▶ _Aim of the task_
Each of the records must appear again, exactly as it was written.
== Recorded information
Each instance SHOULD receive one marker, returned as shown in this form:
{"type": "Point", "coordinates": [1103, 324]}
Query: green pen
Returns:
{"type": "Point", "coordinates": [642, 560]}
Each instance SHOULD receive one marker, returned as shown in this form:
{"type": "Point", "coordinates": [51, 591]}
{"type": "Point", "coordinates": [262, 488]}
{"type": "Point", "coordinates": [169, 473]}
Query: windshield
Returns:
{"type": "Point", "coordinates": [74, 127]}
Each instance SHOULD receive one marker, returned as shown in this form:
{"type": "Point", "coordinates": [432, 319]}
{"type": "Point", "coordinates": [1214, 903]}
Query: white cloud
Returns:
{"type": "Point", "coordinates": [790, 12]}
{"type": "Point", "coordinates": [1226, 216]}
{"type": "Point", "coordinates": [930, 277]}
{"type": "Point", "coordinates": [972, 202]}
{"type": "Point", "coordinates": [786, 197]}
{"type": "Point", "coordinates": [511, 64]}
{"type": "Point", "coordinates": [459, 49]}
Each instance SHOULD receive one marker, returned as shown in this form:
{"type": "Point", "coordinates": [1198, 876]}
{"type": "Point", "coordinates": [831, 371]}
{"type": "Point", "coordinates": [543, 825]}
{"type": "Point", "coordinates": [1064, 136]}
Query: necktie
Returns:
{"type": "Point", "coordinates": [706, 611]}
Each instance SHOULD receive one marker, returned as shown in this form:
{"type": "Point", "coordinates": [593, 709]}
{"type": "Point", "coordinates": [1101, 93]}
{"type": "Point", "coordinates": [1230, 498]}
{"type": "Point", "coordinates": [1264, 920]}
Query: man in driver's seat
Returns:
====
▶ _Answer box_
Each instance SHOULD receive one marker, returned as shown in this form:
{"type": "Point", "coordinates": [1103, 324]}
Query: green pen
Returns:
{"type": "Point", "coordinates": [642, 560]}
Each instance SHOULD receive one marker, returned as shown in this form:
{"type": "Point", "coordinates": [51, 591]}
{"type": "Point", "coordinates": [262, 488]}
{"type": "Point", "coordinates": [169, 473]}
Query: windshield
Returns:
{"type": "Point", "coordinates": [74, 127]}
Each instance SHOULD receive one marker, returned as shown in this form:
{"type": "Point", "coordinates": [432, 319]}
{"type": "Point", "coordinates": [1214, 903]}
Query: white cloud
Returns:
{"type": "Point", "coordinates": [790, 12]}
{"type": "Point", "coordinates": [1226, 216]}
{"type": "Point", "coordinates": [930, 277]}
{"type": "Point", "coordinates": [972, 202]}
{"type": "Point", "coordinates": [786, 197]}
{"type": "Point", "coordinates": [511, 64]}
{"type": "Point", "coordinates": [459, 49]}
Each instance SHOULD receive one marker, returned as shown in this form:
{"type": "Point", "coordinates": [1198, 876]}
{"type": "Point", "coordinates": [831, 371]}
{"type": "Point", "coordinates": [543, 825]}
{"type": "Point", "coordinates": [1064, 136]}
Query: necktie
Returns:
{"type": "Point", "coordinates": [706, 611]}
Each instance SHOULD receive one marker, returned as shown in this form:
{"type": "Point", "coordinates": [593, 709]}
{"type": "Point", "coordinates": [1101, 93]}
{"type": "Point", "coordinates": [1230, 498]}
{"type": "Point", "coordinates": [1264, 920]}
Query: man in driver's seat
Returns:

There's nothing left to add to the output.